-- start of Stored rows --

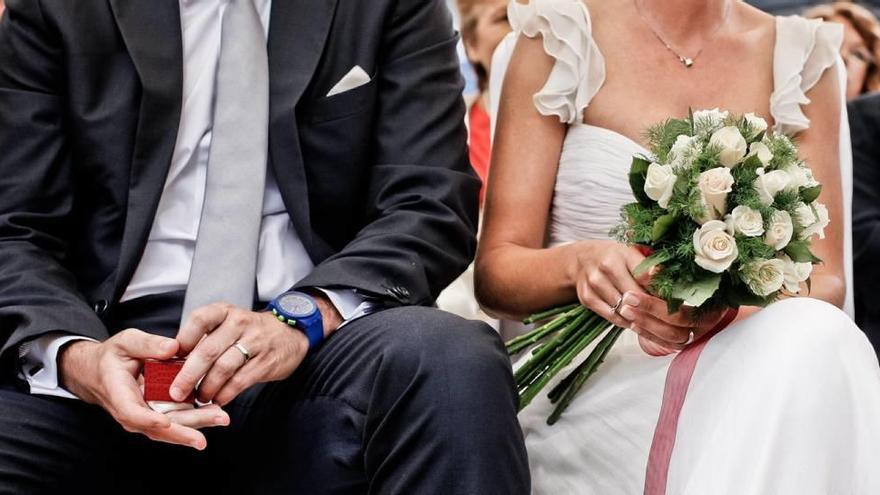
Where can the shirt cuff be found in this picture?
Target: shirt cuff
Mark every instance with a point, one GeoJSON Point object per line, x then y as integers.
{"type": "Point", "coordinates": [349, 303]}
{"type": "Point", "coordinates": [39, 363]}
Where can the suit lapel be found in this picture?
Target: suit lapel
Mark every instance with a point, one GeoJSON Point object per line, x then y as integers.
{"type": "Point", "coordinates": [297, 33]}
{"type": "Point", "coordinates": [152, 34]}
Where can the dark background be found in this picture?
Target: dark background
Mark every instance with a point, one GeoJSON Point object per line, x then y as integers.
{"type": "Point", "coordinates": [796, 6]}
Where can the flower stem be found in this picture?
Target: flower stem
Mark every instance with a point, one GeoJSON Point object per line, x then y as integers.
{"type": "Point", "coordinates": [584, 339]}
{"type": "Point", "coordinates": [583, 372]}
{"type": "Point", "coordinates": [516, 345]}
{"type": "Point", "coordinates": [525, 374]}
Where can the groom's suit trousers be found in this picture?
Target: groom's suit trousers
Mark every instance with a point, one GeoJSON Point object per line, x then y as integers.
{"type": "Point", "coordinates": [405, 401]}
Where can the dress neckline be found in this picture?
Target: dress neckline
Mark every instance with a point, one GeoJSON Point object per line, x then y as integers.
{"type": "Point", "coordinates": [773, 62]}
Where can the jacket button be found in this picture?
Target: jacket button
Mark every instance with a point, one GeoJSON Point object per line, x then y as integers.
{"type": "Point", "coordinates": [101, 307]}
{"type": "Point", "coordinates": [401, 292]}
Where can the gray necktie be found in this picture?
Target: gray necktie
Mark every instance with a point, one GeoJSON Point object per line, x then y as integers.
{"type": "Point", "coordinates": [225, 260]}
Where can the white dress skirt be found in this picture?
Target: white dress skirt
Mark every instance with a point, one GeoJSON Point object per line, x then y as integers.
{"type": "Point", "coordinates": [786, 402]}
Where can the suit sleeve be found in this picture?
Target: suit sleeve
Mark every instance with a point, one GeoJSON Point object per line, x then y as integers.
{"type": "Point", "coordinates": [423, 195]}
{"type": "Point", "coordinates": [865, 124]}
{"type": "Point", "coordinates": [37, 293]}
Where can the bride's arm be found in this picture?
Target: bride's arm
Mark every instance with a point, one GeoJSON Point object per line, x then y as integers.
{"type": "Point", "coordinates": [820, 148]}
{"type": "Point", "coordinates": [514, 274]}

-- end of Stored rows --

# What you need to do
Go through the entries above and output them exactly, without pictures.

# Problem solution
Where can the shirt cuff be found in this picture?
Target: shirt cuff
Mark every instance with a point, one GeoJSON Point object per line, x then y as integers.
{"type": "Point", "coordinates": [349, 303]}
{"type": "Point", "coordinates": [39, 363]}
Where can the suit lapel be found in this picture?
Target: suit lapel
Mark every instance with a point, one GeoJSON Point object per line, x then y as integers.
{"type": "Point", "coordinates": [297, 33]}
{"type": "Point", "coordinates": [152, 34]}
Where can the dark background be found in this picture?
Target: dark background
Mark every instance with a point, one GeoJSON Point object per line, x then y as integers.
{"type": "Point", "coordinates": [796, 6]}
Where can the flower stem be found in this picture?
Target: flower stem
Mark every instance with a point, one GeoJSON Point object per line, x then y as integers.
{"type": "Point", "coordinates": [584, 339]}
{"type": "Point", "coordinates": [583, 372]}
{"type": "Point", "coordinates": [516, 345]}
{"type": "Point", "coordinates": [525, 374]}
Where can the groom's suit trousers be found in this picture?
Target: groom's suit trousers
Mark every instance with a point, one GeoJSON Point object per line, x then y as integers.
{"type": "Point", "coordinates": [405, 401]}
Where can the dress neckline be found in this picture?
Target: dress neckline
Mark every instance with a point, one GeoJSON Point object per line, x then y as integers.
{"type": "Point", "coordinates": [773, 62]}
Where can the jacket button be found in this picture?
Target: jacket button
Mark every instance with a point, one GeoJSON Point object per line, x then y as integers.
{"type": "Point", "coordinates": [101, 307]}
{"type": "Point", "coordinates": [401, 292]}
Where can the gray necktie be found in this picture?
Target: gray necktie
Mark every instance with a point, one GeoJSON Point object per line, x then y as integers.
{"type": "Point", "coordinates": [225, 260]}
Where can the white dress skirt be found in this picture?
Target: white dress skirt
Mark every instance with a point, one GeoJSON Point object per line, x then y as integers.
{"type": "Point", "coordinates": [786, 402]}
Where can the suit sleeve be found in this picture?
Target: suit sleeve
Mark every instance with a point, one GeoJSON Point object per line, x then y as integers.
{"type": "Point", "coordinates": [423, 195]}
{"type": "Point", "coordinates": [865, 124]}
{"type": "Point", "coordinates": [37, 293]}
Where can the bride's arm be found in this picture?
Target: bride's arm
Mark every instance with a point, one GeoJSON Point object per line, x then y as integers.
{"type": "Point", "coordinates": [820, 148]}
{"type": "Point", "coordinates": [514, 274]}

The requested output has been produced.